#### TRECHO APRESENTADO

Um dos meus ídolos de vida, meu maior ídolo, é o David Bowie. Bowie foi um artista único, que marcou não só a música mas também a moda, a pintura e o cinema. Não há quem não reconheça a figura clássica de Aladdin Sane (constantemente confundida com Ziggy Stardust, a persona anterior). Bowie é pop. Bowie é rock. Bowie é experimental. Bowie é contemporâneo. Bowie é fumante. Um fumante inveterado. Inclusive, muito provavelmente sua causa de morte veio por causa do tabaco, o câncer de pâncreas que ceifou sua vida aos 69 anos em 2016.
Em vida, David Bowie costumava fumar cerca de 60 cigarros por dia. Em sua última década de fumante, ele fumava Marlboro Light - que você encontra em qualquer tabacaria mesmo em Porto Alegre. Eu já fumei Marlboro Light. Posso dizer que eu, e muitos outros artistas fumantes, temos isso em comum com David Bowie. O cigarro o acompanhou por grande parte de sua vida, inicialmente sendo algo performático, em seguida virando uma necessidade. Bowie também foi viciado em cocaína, e de acordo com ele mesmo, largar a nicotina foi mais difícil do que largar o pó. Vem dele, não somente, meu entusiasmo por fumar e meu ranço por cocaína.
Não somente ele. Inúmeros artistas que admiramos, como David Lynch por exemplo, são fumantes muito famosos no meio da arte. Rita Lee foi uma grande artista e grande fumante. O cigarro parece acompanhar os artistas, como um companheiro de criação, seja que forma de arte o artista fizer. O cigarro, ainda hoje, tem um apelo muito forte no meio artístico, tendo uma imagem de irreverência e rebeldia perante a sociedade. É um cheiro bem ruim, mas a fumaça não é linda em tela? Cigarro é imagético, e justamente por ser imagético, pode servir tanto como a expressão dos sentimentos de uma personagem quanto como, inclusive, parte importante da narrativa.
Para a gravação de filmes e obras audiovisuais são usados cigarros "de mentira"; até onde sei, o que é fumado em tela seria uma espécie de kumbaya, que, sendo enrolado em uma seda e com filtros idênticos a um cigarro industrial padrão, convencem o espectador que a personagem está realmente fumando. Logicamente alguns diretores, especialmente antigamente, gravavam ou gravam com cigarros reais. Mas independente de serem reais ou "de mentira", o cigarro está ali, infiltrado no meio da arte.

#### ATIVIDADE 1
Reproduza a parte do trecho apresentado que começa em "Um dos meus" e termina em "anos em 2016.".
#### ATIVIDADE 2
De acordo com o trecho apresentado, por que os cigarros "de mentira" usados em gravações audiovisuais convencem o espectador de que a personagem está realmente fumando?

#### MATERIAL APRESENTADO
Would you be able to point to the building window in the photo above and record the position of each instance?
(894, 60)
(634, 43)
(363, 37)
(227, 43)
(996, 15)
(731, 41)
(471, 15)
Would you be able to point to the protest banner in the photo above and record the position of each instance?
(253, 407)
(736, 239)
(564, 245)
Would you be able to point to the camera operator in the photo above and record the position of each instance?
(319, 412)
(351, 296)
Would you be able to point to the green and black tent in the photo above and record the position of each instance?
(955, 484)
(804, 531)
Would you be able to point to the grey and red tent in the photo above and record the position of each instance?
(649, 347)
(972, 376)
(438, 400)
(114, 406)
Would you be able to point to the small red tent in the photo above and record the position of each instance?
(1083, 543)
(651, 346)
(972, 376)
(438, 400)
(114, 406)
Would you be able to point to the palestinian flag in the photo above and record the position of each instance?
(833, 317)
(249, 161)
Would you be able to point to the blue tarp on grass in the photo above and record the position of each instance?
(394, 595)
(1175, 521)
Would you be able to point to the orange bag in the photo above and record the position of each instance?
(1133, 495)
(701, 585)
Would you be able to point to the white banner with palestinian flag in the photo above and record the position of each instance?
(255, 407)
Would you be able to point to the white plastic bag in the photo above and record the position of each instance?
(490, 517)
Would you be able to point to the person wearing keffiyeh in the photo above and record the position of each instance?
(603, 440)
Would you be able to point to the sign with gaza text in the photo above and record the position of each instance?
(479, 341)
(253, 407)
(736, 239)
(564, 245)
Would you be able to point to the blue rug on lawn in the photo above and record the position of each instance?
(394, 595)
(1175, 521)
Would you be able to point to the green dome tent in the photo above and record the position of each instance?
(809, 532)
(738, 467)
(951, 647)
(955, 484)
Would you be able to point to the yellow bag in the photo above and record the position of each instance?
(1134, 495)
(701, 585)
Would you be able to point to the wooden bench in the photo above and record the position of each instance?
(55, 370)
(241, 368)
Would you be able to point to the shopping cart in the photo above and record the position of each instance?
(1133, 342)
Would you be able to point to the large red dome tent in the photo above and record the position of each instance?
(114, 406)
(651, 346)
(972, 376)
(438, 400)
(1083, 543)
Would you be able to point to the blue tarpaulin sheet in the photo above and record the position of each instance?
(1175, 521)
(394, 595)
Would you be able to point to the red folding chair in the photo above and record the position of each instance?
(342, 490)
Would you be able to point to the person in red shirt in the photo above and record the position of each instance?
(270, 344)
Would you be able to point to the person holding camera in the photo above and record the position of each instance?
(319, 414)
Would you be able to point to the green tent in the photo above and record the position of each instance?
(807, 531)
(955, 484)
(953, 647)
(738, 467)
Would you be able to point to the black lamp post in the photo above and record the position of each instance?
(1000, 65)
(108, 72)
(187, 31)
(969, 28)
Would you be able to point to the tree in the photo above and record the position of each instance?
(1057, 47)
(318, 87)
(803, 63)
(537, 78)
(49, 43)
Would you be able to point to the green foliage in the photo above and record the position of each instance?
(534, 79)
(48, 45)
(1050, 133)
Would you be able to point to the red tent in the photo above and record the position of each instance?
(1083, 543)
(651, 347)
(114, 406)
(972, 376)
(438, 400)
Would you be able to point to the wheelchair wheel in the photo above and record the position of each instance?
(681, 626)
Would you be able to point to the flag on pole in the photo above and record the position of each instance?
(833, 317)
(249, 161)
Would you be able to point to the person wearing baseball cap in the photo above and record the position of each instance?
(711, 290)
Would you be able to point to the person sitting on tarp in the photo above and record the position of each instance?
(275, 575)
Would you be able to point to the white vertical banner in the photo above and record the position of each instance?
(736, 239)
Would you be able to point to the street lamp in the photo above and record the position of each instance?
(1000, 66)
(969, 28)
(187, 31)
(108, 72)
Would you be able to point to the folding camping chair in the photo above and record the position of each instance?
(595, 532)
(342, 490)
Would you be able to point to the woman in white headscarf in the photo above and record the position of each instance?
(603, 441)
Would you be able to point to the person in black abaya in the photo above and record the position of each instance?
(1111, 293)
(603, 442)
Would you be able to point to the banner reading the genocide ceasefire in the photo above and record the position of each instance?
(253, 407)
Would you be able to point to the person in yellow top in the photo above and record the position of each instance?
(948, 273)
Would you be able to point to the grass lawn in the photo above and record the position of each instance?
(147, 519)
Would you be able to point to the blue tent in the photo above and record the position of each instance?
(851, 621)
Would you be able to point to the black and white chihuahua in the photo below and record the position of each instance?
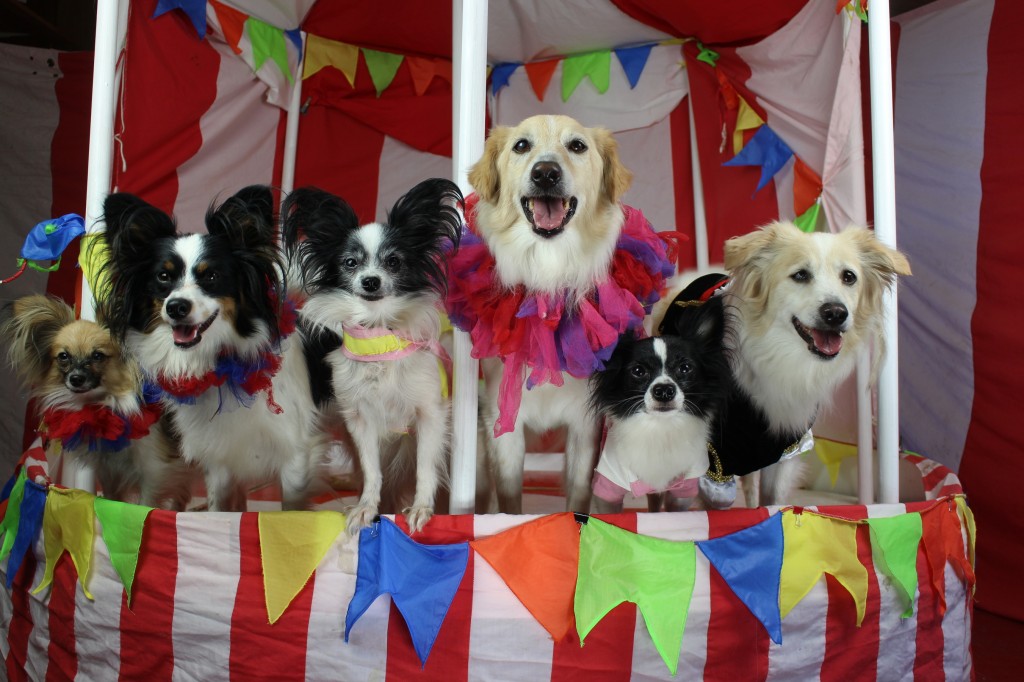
(658, 397)
(379, 289)
(207, 318)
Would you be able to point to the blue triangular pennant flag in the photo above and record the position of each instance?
(633, 60)
(421, 579)
(766, 150)
(751, 562)
(28, 526)
(500, 76)
(195, 9)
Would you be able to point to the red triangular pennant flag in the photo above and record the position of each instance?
(540, 74)
(539, 561)
(231, 23)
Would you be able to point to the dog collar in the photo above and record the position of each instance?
(550, 335)
(379, 344)
(97, 426)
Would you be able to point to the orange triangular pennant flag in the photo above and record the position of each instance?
(942, 541)
(539, 561)
(806, 186)
(422, 70)
(231, 24)
(540, 74)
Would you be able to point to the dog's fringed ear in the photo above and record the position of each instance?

#### RESOLUÇÃO 1
Um dos meus ídolos de vida, meu maior ídolo, é o David Bowie. Bowie foi um artista único, que marcou não só a música mas também a moda, a pintura e o cinema. Não há quem não reconheça a figura clássica de Aladdin Sane (constantemente confundida com Ziggy Stardust, a persona anterior). Bowie é pop. Bowie é rock. Bowie é experimental. Bowie é contemporâneo. Bowie é fumante. Um fumante inveterado. Inclusive, muito provavelmente sua causa de morte veio por causa do tabaco, o câncer de pâncreas que ceifou sua vida aos 69 anos em 2016.

#### RESOLUÇÃO 2
Porque são uma espécie de kumbaya enrolada em uma seda e com filtros idênticos aos de um cigarro industrial padrão.